**DATASET RECORDS**
## start
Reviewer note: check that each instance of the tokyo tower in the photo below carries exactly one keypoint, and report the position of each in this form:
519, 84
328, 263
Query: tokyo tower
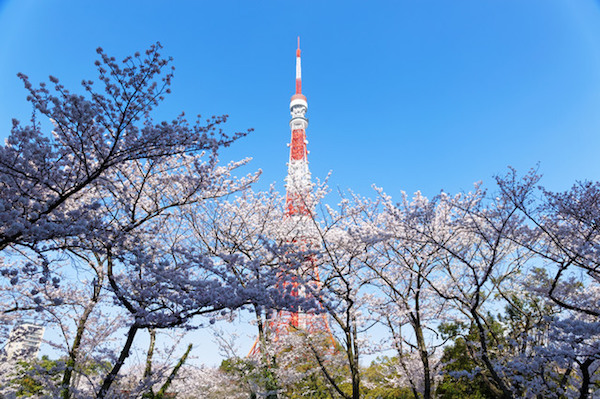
297, 208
## end
**PROBLEM DETAILS**
Please write out the records above word for word, leaving out the pictures.

**REPLY TO THE TASK**
Reviewer note: check that each instance of the tokyo tower in the photo below carries exactly one keypoint, and report the position of each in this form:
519, 84
328, 263
Query: tokyo tower
297, 208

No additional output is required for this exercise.